# Start of Page

Avasthi, Swati - Split

Aug 04, 2009 11:16

(review courtesy of an ARC from a friend, details on how to get it below)

Jace Witherspoon has just been kicked out of the house for daring to hit his abusive father, and he lands on the doorstep of his brother Christian, who got out years ago and never looked back. Christian's not too happy to have his past in his present again, and the two of them have a lot to work through, especially since their mother is still with their father.

Warning: given the subject matter, there are some scenes in the book that may be extremely triggery in terms of emotional mindfucks and physical abuse.

This is a YA book about domestic violence and child abuse that goes way beyond problem novel; it reminded me a lot of Fruits Basket in how Avasthi looks at how the consequences of abuse and the way silence can be a prison. Nothing is easy. Jace is resentful that his brother was able to cut him and his mother off, Christian almost cannot bear to talk about the past he left behind, Jace is afraid of being around the girl he's attracted to for fear he'll turn into his father, Christian is afraid the new information about his past will hurt his relationship to his current girlfriend. And through it all, Jace still loves his father despite the abuse, and although he is trying his best to get his mother out of the situation, he also resents her for not protecting him.

The book's center is the relationship between the brothers, but I loved the female characters as well. The boys are white, but Jace's girlfriend Mirriam is Asian, and I was trying to figure out if Dakota is Native or Latina (she is described as having blue-black hair, they're in New Mexico, and at one point she feeds Jace fry bread). There's also Jace's ex-girlfriend Lauren; Caitlyn, a stereotypical slutty cheerleader who is less stereotypical than she seems; and of course, Jace and Christian's mother. In a book like this, they could very easily become props for the boys' emotional development, but I think Avasthi manages to avoid that. Sometimes Mirriam felt a little too much like a healer character for me-she's a teacher and a social worker-but I very much liked how she had her own relationship with Jace independent of Christian, albeit not uninfluenced by him.

Despite
deepad's comments, I was originally wary that the book was about two white guys, but after reading the book, I think the author made the right choice. Making them POC gets a little too close to all the POC problem novels I've read, and it would feel too much like all the media stories about POC broken families. Also, because the book does a lot of questioning of masculinity and abuse, having the guys and their father as POC could have read as "dangerous, scary, and/or misogynistic POC guy."

ETA (this paragraph): Also! I forgot to say that the one thing I did find missing because the family was "normative" was an acknowledgment of the way the legal system and the system of shelters don't work and are frequently dangerous for trans people, PWD, lower-class people, gay and lesbian people, POC, etc. I was thinking specifically of Andrea Smith's discussion of overturning the "shelter" idea in Conquest and the essays on South Asian women's grassroots movements against domestic violence and looking for a different kind of solution in Dragon Ladies.

# End of Page
# Start of Dataset excerpt

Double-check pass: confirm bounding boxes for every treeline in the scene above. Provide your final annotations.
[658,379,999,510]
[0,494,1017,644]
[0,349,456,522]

# End of Dataset excerpt

- Brief -
Write the next part of the review of Split, starting right after its final paragraph. The data above is separate material from the review of the novel Split.

- Result of the exercise -
Mostly I want to give this to guys for the way it examines masculinity. There was this interesting thing in which I was completely invested in Jace's journey and sympathized with his anger issues and his violence, and yet, when it came to him as a romantic lead, I could totally see why a woman would be afraid of him. Because I was. And the tension in my own head between wanting to forgive him and say it's okay versus being afraid and also saying, "No, never okay," the way it so echoed the way abusers get forgiven, was fascinating and a bit chilling.

Spoilers flail and squee

I don't even know where to begin! I just... there's so much to talk about, and I love Jace and Christian so much. I love that they can't get their mother to leave; I love Christian standing there with the knife, not willing to let his brother go again; I love Jace always wanting to be like his big brother; I love Jace realizing that Christian and Mirriam could argue without it following the patterns of abuse; I love his email to Lauren telling her to file a complaint to the police; I love that Dakota learns and doesn't immediately forgive or say it's okay but has to take serious time to think about it; I love Christian kicking Jace out when he learns about Lauren, because he's not going to say it's okay, not after escaping his father; and I love that with Jace it's not about forgiveness, because even if Lauren forgives him, it doesn't make things okay, it doesn't erase the fact that he did resort to violence, that it's about making sure you never do it again.

And finally, the book is about silence and giving voice to things, on the way abuse takes place behind closed doors, how it's perpetuated when you don't talk about it, when you make polite little lies, when you've told so many lies that you no longer know what's healthy, so much that your very body reacts differently.

Highly recommended.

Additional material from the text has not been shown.